PELARIAN KI JAMBRONG
SIMPATISAN PKI
Tahun 1965 setelah Partai Komunis Indonesia gagal melakukan
kudeta terjadilah pembantaian yang amat mengerikan kala itu pemerintah
melakukan pembersihan besar-besaran terhadap orang-orang yang diduga sebagai simpatisan
PKI.
Bukan hanya itu saja, para anggota PKI yang ada di struktur pemerintahan
dilucuti dari jabatannya lalu mereka dihabisi secara massal ada juga yang
dipenjara seumur hidup.
Pembersihan itu bukan hanya terjadi di kota-kota besar namun
di wilayah pelosok juga sangat gencar dilakukan pembersihan dari kroni-kroni
PKI. Mereka ditangkap lalu dibantai satu persatu.
Menurut kesaksian masyarakat, tempat-tempat pembantaian PKI
sering kali menjadi angker karena banyak sekali simpatisan PKI yang mati tak
wajar. Diperkirakan korban pembantaian itu mencapai 500.000 hingga tiga juta
orang. Ada yang dikubur masal, ada juga yang dibuang ke dalam Goa dan dibiarkan
mati begitu saja.
Kisah horor tentang korban pembantaian terhadap PKI telah
diangkat ke dalam film yang mengisahkan tentang korban pembantaian 1965 yang
terus menghantui penduduk Banjar Masean Desa Batu Agung, Bali.
Kawasan itu juga dikenal sebagai bekas kuburan massal para
anggota PKI.
Selain di Bali, Jawa juga menjadi tempat pembantaian
simpatisan PKI yang begitu masif. Salah satu bukti pembantaian bisa kita
temukan di Semarang.

═══

Lanjutkan bacaan tentang pembantaian simpatisan PKI tahun 1965, mulai setelah kalimat terakhirnya. Data merupakan bahan tersendiri yang terpisah dari bacaan.

═══

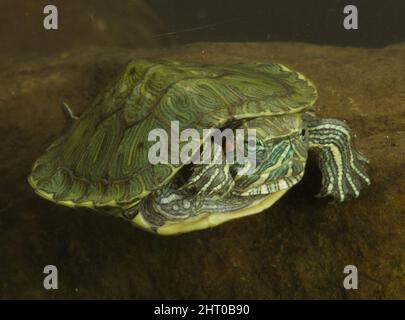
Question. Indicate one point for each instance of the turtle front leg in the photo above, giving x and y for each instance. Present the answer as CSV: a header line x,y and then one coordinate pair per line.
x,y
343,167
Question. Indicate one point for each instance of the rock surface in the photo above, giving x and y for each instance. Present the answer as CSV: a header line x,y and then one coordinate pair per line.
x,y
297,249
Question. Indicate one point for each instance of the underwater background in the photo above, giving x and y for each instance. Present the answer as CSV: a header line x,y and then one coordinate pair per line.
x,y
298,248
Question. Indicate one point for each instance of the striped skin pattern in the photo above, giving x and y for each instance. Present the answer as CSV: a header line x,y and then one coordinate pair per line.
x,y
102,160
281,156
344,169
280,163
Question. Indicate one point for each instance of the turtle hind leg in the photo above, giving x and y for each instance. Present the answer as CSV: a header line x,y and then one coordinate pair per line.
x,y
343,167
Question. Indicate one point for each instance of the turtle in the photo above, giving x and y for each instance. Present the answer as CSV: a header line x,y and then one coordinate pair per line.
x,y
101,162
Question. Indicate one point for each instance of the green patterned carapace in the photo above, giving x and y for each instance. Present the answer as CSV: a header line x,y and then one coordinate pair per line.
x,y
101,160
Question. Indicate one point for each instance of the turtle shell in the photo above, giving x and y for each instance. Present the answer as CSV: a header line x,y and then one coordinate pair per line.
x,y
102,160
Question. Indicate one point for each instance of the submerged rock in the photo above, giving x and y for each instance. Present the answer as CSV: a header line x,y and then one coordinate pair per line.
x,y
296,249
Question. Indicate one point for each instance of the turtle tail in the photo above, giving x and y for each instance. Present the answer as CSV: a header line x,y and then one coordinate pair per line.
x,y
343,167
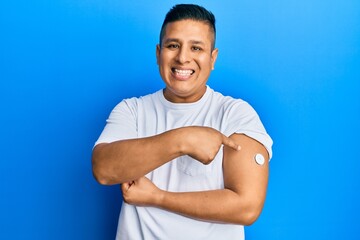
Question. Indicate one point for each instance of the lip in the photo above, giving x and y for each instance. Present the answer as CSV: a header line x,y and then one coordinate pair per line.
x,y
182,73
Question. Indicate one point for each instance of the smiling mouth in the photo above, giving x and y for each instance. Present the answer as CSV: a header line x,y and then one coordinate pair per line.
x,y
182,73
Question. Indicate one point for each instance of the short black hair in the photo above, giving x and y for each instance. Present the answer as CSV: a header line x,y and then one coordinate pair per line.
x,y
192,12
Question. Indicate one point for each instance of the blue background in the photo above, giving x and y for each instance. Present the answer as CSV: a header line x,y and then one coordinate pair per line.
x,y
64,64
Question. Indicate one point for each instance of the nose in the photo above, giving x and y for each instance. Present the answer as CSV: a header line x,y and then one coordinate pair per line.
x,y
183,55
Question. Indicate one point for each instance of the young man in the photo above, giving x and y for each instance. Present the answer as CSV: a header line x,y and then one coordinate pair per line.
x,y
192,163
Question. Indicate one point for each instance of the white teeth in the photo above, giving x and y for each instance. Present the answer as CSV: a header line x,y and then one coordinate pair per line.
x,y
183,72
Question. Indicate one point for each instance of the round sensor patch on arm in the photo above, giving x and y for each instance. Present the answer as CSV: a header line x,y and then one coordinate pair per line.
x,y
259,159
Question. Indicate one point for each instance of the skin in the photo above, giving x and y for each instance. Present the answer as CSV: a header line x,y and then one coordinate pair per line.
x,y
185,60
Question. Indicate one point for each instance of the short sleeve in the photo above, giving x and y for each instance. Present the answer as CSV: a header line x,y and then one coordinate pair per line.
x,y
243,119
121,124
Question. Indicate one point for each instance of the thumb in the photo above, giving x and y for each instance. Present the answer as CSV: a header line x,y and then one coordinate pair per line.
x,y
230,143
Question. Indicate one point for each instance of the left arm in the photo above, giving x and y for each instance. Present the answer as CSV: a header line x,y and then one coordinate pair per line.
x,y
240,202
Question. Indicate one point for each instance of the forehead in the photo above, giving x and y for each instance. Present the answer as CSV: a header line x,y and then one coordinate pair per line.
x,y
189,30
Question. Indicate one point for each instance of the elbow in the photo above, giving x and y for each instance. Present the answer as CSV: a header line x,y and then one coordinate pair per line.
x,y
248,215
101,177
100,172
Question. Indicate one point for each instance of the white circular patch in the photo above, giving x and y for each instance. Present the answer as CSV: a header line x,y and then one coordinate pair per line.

═══

- [Jawaban]:
Di sana terdapat kuburan massal yang ditemukan oleh para pegiat
hak asasi manusia.
Kuburan massal itu diyakini berisi jenazah para simpatisan
PKI.
Beberapa orang menyebutkan kalau kuburan massal tersebut
berupa dua sumur yang berisi 24 jenazah.
Kedua sumur itu berada di hutan Plumbon Kelurahan Wonosari,
Semarang.
Dulu keberadaan sumur tersebut sempat ditutup-tutupi oleh
warga sekitar karena mereka takut pada rezim orde baru.
Salah satu warga pernah menyaksikan betapa mengerikannya pembantaian
massal itu.
Kala itu ia minta petugas untuk menutupi lubang kuburan
tersebut dengan tanah.
Menurutnya orang-orang yang diduga simpatisan PKI dibawa ke
tengah hutan dengan mata tertutup kemudian satu persatu mereka dihabisi menggunakan
pistol.
Aktivis kemanusiaan dan pegiat HAM dari kumpulan masyarakat
Semarang mengaku sudah tiga tahun mencari jejak kuburan massal korban tragedi
65. Untung saja mereka berhasil mengidentifikasi nama-nama jenazah yang diduga
dikubur di hutan tersebut.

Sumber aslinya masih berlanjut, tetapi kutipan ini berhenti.